Source records:
▽

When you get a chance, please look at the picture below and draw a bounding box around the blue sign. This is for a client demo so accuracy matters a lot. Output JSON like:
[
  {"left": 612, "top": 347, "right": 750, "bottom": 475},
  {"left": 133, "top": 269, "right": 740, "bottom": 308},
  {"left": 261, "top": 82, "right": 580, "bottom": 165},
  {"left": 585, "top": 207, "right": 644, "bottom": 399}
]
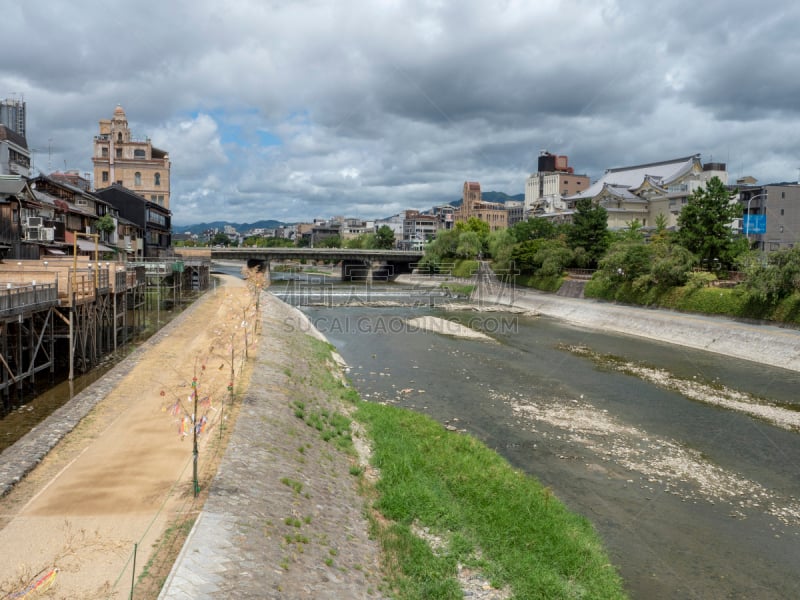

△

Lines holding the word "bottom" are the answer; copy each one from the records above.

▸ **Response to this task**:
  {"left": 612, "top": 347, "right": 750, "bottom": 475},
  {"left": 133, "top": 269, "right": 740, "bottom": 308},
  {"left": 261, "top": 82, "right": 580, "bottom": 165},
  {"left": 585, "top": 207, "right": 644, "bottom": 399}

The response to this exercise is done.